__REQUIRED WORK__
Set down every record once more, exactly as given.

+++ RECORD EXCERPTS

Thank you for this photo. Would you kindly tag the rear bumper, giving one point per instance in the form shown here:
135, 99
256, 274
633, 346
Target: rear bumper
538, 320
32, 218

++++++

__WORKED SOLUTION__
Thank you for this photo. Would you kindly tag the rear bumper, giving one point per instance in the form shown here:
135, 99
256, 274
633, 346
Target: rear bumper
538, 320
32, 218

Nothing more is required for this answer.